▸ **RECORDS SUPPLIED**:
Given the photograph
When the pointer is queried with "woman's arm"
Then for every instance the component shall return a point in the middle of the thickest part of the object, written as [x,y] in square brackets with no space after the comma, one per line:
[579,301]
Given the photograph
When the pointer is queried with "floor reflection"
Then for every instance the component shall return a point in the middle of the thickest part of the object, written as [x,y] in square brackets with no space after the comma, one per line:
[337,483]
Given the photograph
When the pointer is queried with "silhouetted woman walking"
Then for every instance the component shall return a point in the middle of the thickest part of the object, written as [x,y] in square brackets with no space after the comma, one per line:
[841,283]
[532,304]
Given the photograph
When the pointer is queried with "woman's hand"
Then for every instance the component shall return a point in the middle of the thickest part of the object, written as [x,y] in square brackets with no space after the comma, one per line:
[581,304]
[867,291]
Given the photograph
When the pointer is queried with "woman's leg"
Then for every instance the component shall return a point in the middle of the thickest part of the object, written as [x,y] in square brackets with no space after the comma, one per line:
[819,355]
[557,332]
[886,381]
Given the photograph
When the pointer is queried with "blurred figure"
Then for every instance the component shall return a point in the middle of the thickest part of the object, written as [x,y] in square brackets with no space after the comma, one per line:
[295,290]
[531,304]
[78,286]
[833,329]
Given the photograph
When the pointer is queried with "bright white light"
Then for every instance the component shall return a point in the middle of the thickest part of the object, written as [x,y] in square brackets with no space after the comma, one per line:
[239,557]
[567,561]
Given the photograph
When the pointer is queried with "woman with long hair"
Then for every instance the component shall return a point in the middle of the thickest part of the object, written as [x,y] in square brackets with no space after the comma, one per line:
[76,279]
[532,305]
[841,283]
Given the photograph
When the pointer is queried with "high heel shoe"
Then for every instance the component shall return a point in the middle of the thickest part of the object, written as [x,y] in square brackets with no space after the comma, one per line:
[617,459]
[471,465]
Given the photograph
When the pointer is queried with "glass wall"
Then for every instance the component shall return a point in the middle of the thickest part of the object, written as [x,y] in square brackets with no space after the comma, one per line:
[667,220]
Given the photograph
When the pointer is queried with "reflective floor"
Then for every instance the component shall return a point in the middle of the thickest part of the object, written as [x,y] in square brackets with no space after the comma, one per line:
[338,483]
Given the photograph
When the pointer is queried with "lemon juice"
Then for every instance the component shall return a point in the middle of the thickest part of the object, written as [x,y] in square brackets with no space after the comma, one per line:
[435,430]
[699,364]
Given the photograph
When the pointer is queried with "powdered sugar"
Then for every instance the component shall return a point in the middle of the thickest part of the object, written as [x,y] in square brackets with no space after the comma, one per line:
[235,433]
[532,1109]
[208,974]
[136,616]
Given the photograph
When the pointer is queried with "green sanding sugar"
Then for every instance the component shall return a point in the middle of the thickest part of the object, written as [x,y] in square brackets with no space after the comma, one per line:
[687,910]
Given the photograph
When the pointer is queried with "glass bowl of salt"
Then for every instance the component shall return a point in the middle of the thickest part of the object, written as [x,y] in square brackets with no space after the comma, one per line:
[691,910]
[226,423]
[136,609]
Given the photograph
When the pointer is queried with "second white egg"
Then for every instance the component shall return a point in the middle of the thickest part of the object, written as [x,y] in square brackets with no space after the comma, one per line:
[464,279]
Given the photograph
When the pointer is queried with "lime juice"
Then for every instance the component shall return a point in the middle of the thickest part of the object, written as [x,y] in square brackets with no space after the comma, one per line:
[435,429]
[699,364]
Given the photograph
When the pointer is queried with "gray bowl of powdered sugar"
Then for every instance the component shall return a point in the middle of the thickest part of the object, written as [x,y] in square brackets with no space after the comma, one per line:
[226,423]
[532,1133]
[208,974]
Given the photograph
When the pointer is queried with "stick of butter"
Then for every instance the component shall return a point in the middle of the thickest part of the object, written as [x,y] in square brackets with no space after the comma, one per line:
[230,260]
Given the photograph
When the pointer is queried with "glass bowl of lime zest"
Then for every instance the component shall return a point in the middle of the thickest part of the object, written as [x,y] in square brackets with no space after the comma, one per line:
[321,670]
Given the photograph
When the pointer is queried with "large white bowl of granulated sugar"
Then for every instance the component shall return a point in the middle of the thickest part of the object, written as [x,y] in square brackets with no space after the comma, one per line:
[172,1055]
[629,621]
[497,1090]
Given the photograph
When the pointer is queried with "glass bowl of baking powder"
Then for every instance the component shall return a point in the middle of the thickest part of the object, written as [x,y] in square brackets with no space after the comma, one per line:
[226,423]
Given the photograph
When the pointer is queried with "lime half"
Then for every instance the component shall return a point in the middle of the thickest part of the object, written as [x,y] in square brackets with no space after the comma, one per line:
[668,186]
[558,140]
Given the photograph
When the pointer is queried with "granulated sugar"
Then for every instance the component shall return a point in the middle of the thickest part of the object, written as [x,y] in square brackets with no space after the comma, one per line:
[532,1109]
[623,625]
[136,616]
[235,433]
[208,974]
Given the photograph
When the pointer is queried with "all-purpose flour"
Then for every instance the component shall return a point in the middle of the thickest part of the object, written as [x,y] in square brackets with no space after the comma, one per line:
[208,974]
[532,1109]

▸ **PROBLEM TO WORK ON**: Only lines with the word "juice" should be collected from the material.

▸ **SOLUTION FOR THIS TASK**:
When the pointer is queried with "lemon juice"
When the pointer is queried with "lime juice"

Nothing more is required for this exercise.